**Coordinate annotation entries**
start

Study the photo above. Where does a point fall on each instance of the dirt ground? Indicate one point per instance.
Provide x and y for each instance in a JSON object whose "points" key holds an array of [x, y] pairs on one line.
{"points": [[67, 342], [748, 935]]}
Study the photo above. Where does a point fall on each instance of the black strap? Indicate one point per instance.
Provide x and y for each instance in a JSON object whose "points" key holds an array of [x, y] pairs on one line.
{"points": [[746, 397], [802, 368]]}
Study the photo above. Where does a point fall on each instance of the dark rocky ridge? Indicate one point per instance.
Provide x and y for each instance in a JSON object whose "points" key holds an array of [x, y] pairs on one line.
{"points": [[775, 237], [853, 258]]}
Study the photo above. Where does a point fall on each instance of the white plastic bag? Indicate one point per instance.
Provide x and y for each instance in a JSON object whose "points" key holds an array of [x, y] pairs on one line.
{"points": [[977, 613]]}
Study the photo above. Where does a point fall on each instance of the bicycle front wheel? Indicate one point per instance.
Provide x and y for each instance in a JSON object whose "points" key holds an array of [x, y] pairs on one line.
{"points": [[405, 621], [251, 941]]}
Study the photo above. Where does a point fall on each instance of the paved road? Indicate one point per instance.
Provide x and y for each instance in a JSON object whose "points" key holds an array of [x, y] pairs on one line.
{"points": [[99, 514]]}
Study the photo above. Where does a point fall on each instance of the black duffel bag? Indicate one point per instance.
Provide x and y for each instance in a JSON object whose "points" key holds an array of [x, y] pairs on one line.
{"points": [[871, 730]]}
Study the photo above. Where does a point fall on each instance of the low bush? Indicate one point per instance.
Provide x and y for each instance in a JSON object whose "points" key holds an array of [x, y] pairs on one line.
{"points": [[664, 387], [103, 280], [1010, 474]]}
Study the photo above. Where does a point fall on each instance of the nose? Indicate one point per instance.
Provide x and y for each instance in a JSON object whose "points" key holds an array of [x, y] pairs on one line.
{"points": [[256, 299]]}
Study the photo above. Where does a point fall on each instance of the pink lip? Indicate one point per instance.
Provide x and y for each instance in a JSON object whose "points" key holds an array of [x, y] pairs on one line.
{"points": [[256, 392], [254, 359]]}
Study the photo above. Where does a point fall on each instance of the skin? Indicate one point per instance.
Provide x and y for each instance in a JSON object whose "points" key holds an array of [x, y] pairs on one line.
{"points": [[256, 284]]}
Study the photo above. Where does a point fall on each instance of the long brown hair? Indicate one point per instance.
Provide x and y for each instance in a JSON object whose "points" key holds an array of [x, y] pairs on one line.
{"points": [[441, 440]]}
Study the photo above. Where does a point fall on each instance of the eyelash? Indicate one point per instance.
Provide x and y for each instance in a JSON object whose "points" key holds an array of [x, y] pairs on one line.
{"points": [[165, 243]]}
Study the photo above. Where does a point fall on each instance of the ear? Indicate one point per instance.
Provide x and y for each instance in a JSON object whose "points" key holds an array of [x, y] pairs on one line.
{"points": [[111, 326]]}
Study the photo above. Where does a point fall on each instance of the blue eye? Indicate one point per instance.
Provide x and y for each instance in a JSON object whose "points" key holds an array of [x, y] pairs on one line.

end

Your output consists solely of the lines from the one with "eyelash? Indicate one point per instance." through the last line, copied exactly.

**SOLVED PROBLEM**
Study the photo above. Where does a point fall on each instance of the eyelash? Indicate one point per instance.
Provide x and y for each instance in a JSON object whose "points" key holds an array of [x, y] pairs on one line.
{"points": [[165, 243]]}
Study the photo above. Where does a point fall on each instance of the ear? Indicate one point per instance.
Provide x and y for each instance in a JSON object whose "points" key holds an array of [x, y] pairs on one line.
{"points": [[111, 326]]}
Study the photo above. Where does a point fall on each instance of the blue eye? Indicate one point per instance.
Provide x and y for each instance in a JSON object whose "points" key holds an array of [x, y] pairs on one line.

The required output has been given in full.